• [Extracted material]
BEGIN

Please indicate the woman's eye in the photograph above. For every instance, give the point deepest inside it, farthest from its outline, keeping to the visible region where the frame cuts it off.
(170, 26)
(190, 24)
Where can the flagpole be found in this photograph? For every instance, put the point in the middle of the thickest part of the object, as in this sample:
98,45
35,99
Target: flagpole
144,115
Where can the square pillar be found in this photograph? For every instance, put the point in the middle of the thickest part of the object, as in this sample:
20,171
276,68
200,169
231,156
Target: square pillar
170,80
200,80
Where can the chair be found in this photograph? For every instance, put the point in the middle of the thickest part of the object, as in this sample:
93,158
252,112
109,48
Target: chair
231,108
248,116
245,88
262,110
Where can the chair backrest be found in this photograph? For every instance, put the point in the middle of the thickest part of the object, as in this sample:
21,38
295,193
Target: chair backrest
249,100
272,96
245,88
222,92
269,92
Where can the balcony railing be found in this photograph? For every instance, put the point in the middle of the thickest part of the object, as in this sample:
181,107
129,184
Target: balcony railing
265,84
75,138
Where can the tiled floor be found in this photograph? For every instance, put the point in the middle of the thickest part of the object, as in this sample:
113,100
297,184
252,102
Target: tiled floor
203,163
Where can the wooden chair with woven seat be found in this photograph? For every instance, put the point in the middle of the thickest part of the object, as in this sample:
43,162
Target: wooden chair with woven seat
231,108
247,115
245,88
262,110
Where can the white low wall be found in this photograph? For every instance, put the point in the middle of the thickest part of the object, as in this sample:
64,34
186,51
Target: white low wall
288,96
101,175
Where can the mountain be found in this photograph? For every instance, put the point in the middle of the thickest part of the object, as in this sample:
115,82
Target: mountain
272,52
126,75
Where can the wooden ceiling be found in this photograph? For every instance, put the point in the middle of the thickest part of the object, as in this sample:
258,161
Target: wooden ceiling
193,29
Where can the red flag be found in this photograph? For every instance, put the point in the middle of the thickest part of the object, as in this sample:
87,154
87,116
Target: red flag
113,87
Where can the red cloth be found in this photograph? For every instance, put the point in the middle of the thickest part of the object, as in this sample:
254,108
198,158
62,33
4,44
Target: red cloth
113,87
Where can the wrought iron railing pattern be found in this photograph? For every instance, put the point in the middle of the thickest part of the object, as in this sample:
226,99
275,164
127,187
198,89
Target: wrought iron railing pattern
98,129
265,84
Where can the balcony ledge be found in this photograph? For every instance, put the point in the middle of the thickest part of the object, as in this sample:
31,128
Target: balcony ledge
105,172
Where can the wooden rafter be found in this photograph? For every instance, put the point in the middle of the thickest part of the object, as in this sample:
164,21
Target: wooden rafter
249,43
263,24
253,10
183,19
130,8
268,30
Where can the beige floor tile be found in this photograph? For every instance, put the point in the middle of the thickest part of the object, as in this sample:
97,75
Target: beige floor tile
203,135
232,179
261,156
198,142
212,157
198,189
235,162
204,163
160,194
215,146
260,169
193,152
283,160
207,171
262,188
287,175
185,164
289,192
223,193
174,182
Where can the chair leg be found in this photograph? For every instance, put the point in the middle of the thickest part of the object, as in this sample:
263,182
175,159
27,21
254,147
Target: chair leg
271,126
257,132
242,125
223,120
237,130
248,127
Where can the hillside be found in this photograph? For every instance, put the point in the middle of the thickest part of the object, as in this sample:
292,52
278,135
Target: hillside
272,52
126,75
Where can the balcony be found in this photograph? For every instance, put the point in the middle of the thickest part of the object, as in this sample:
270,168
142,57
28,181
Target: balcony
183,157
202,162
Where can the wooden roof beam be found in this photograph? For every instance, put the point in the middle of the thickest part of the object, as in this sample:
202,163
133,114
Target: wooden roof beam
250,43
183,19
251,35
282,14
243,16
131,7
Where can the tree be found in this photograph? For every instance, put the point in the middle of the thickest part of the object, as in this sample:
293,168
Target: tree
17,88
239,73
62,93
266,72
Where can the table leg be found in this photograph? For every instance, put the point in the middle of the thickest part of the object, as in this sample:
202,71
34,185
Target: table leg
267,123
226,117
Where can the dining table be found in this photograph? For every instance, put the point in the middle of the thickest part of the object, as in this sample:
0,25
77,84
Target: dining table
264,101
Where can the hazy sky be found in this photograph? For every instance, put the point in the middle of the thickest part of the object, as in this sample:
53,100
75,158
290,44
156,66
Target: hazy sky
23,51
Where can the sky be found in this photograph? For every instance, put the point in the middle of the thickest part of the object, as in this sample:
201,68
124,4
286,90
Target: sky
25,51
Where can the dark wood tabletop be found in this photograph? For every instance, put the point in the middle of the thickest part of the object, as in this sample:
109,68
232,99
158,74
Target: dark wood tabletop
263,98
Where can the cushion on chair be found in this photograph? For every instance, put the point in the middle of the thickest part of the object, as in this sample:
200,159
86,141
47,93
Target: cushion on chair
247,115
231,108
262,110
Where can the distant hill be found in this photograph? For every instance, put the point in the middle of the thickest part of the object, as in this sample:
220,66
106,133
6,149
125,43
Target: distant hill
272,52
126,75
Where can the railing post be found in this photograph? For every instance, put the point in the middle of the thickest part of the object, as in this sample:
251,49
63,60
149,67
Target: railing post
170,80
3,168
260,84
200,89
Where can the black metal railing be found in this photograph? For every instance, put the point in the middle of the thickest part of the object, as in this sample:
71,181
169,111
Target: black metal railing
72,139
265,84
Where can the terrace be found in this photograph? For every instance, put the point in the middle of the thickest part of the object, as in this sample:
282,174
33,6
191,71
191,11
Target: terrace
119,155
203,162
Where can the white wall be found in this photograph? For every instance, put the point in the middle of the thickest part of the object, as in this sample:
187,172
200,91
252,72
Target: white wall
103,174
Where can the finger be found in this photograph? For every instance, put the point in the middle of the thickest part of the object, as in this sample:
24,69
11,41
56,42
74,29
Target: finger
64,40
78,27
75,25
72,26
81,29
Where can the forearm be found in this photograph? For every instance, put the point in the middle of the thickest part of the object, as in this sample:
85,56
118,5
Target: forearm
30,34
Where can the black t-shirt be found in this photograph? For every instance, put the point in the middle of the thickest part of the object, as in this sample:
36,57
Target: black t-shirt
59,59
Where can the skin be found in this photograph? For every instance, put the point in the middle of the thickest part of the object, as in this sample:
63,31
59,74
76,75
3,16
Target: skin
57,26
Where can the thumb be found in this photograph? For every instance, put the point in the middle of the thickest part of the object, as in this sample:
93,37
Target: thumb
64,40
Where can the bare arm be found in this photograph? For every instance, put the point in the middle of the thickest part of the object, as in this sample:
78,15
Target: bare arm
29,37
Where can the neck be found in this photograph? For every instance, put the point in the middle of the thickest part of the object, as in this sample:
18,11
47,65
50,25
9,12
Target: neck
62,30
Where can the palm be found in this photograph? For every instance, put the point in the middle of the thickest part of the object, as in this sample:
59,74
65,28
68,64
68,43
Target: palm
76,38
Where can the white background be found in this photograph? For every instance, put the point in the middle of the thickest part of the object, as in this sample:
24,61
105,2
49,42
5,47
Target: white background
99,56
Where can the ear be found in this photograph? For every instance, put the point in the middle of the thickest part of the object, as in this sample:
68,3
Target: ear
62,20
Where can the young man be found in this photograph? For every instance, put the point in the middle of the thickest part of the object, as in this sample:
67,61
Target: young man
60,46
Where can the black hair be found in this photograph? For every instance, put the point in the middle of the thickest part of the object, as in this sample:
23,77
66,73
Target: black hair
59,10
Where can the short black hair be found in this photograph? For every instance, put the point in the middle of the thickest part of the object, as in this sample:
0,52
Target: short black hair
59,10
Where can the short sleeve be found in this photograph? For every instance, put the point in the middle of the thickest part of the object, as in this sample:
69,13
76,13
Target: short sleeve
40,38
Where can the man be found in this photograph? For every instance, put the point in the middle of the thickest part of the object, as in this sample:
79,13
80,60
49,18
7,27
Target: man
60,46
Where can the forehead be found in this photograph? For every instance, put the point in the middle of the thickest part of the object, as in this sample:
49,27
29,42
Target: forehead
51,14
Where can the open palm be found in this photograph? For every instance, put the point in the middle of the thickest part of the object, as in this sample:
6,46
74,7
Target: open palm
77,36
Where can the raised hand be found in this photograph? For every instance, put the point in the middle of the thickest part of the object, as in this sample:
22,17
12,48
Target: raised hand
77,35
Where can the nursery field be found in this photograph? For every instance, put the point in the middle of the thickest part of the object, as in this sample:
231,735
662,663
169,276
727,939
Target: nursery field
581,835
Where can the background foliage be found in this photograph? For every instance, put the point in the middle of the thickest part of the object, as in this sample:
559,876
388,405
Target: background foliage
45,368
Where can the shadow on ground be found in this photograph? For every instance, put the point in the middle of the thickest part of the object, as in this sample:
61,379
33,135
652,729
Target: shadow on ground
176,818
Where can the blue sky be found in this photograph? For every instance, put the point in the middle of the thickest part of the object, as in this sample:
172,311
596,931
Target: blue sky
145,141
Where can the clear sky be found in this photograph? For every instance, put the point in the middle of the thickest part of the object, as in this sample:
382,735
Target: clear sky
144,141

END

• [Problem] Above are the records. Copy the lines beginning at the one that has "Target: forearm" and ending with the one that has "Where can the neck", unchanged.

• [Response]
Target: forearm
30,34
Where can the black t-shirt be found in this photograph? For every instance, put the point in the middle of the thickest part of the object, as in this sample:
36,57
Target: black t-shirt
59,59
Where can the skin be found in this photograph? For every instance, put the point in the middle of the thickest part of the object, as in this sample:
63,31
59,74
76,75
3,16
Target: skin
57,26
Where can the thumb be found in this photograph? For every instance, put the point in the middle of the thickest part of the object, as in this sample:
93,37
Target: thumb
64,40
Where can the bare arm be found in this photograph? For every instance, put the point in the middle of the thickest part of the object, as in this sample:
78,15
Target: bare arm
29,37
Where can the neck be found in this photograph? For every instance, put the point in the middle of the thickest part of the object, as in this sample:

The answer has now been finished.